- _Task statement_:
Pull every line of the records below out word for word, with no changes. Leave the pictures out of your answer.

- _Record set_:
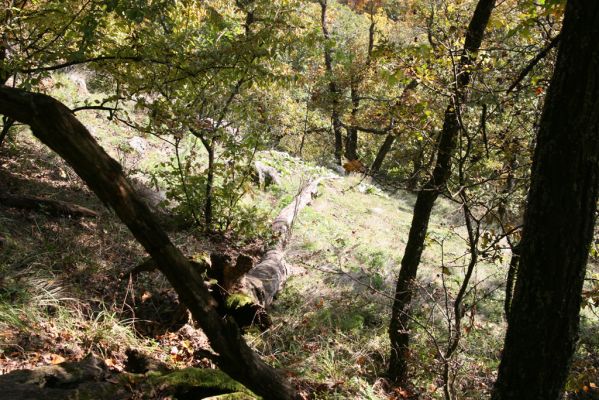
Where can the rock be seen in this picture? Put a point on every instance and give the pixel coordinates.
(138, 144)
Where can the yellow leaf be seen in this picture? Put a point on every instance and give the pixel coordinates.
(56, 359)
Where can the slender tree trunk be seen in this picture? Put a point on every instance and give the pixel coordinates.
(7, 123)
(56, 126)
(559, 220)
(333, 88)
(390, 138)
(209, 188)
(399, 333)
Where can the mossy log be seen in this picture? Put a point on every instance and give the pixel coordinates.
(91, 379)
(283, 223)
(248, 300)
(56, 126)
(265, 175)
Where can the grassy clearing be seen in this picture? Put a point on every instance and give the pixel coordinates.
(64, 291)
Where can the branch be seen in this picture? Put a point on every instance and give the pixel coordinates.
(542, 54)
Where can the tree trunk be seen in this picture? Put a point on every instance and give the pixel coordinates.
(209, 187)
(351, 143)
(7, 123)
(390, 138)
(382, 153)
(559, 220)
(57, 127)
(399, 328)
(333, 89)
(53, 207)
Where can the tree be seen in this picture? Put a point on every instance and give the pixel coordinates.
(56, 126)
(399, 326)
(559, 219)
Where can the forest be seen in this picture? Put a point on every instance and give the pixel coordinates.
(299, 199)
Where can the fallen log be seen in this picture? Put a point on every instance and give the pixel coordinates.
(52, 207)
(265, 175)
(248, 300)
(56, 126)
(284, 221)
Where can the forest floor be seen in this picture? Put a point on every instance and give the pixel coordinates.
(65, 290)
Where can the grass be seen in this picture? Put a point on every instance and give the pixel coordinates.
(62, 288)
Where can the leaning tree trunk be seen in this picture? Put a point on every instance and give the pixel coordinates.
(399, 333)
(333, 88)
(391, 137)
(559, 219)
(57, 127)
(382, 153)
(351, 142)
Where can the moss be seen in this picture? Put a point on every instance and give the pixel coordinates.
(200, 378)
(237, 301)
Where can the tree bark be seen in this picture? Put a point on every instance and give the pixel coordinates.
(399, 333)
(351, 142)
(55, 125)
(52, 207)
(559, 219)
(333, 88)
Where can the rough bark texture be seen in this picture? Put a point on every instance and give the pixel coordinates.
(56, 126)
(52, 207)
(399, 326)
(257, 289)
(333, 89)
(382, 153)
(559, 220)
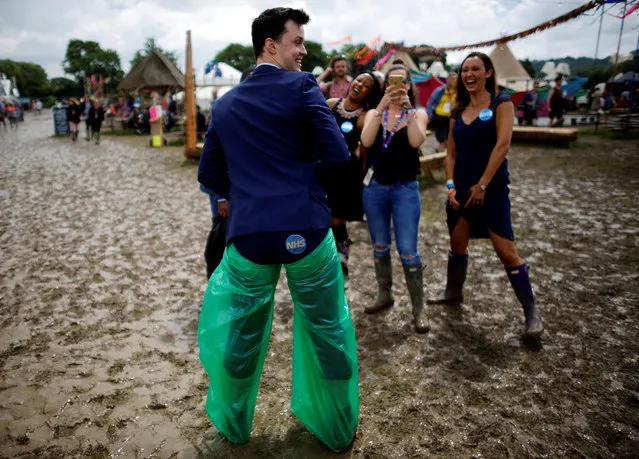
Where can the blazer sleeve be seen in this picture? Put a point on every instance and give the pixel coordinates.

- _Response_:
Where can the rock be seen in this picture? Put a point on every instance and give the pixel coordinates.
(138, 144)
Where can the yellow leaf be seen in this picture? Put a point on every instance and give the pixel coordinates.
(56, 359)
Where can the slender tree trunk be seen in this picture? Put a point on every instance and give the pixel coordinates.
(7, 123)
(56, 126)
(559, 220)
(333, 88)
(390, 138)
(209, 188)
(399, 333)
Where can the mossy log be seen in this picture? Put a point on every instance and give the pixel coordinates.
(91, 379)
(283, 223)
(248, 300)
(56, 126)
(265, 175)
Where can the grassy clearing be seen in this picture? Put a point on every instance and give the pixel coordinates.
(64, 291)
Where can the branch be seen in this picture? Put a point on every instance and give the pixel coordinates.
(542, 54)
Where can the tree trunk be seen in this picture? Put a point on every instance and give the pixel coordinates.
(209, 187)
(351, 143)
(7, 123)
(390, 138)
(382, 153)
(559, 220)
(57, 127)
(399, 328)
(333, 89)
(53, 207)
Where can the tree be seen in this picture? Put a point on every instance and give the pixel coordinates.
(56, 126)
(399, 326)
(559, 219)
Where can the forest be seen in this picture? Put a point on every instance and give the pixel coordinates.
(299, 199)
Where can the fallen log be seen in this picture? Put a point on every instance and give the pixel coordinates.
(52, 207)
(265, 175)
(248, 300)
(56, 126)
(284, 221)
Where can the forest floor be seen in this picture? Put a point on every instance and give the pixel coordinates.
(65, 290)
Where can the grass be seen in this picture? Put a point on every instance and give the pixel coordinates.
(62, 288)
Where can the leaning tree trunk be seen in this picture? Put a point on every instance and give the pixel coordinates.
(399, 333)
(333, 88)
(391, 137)
(559, 219)
(57, 127)
(382, 153)
(351, 142)
Where can the moss be seen in this picture? Put a point on every instance and give the pixel coordinates.
(200, 378)
(237, 301)
Where can the tree bark be seen in this picture? Put a point on every instance and give the pixel coordinates.
(399, 333)
(351, 142)
(55, 125)
(52, 207)
(559, 219)
(333, 88)
Where can the rough bark texture be seen in this picture? Put a point on every instance and give the pixel coordinates.
(56, 126)
(52, 207)
(399, 326)
(257, 289)
(333, 89)
(382, 153)
(559, 220)
Where can the blazer sleeve be seen in this picture? Put a point on every instance and give the pixel coordinates.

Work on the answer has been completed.